* **保存済み資料**
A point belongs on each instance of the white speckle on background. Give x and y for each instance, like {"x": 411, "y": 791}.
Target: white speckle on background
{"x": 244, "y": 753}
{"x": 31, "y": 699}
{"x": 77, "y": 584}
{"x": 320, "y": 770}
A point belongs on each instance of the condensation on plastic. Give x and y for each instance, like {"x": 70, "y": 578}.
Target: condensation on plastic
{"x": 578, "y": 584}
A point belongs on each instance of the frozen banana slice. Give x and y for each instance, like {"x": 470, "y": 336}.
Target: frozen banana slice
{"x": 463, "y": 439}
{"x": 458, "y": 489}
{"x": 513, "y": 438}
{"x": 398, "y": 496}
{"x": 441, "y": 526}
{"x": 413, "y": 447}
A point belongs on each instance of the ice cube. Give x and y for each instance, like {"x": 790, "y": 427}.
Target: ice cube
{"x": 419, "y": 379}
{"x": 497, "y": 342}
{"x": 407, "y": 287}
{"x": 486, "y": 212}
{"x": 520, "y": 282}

...

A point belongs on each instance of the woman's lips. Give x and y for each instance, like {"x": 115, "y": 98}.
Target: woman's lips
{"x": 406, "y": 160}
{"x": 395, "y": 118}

* **課題**
資料の中から「woman」という語を含む行をすべて選び、一字も変えずに書き写してください。

* **解答全文**
A point belongs on each instance of the woman's lips. Give x and y for each instance, like {"x": 115, "y": 98}.
Target: woman's lips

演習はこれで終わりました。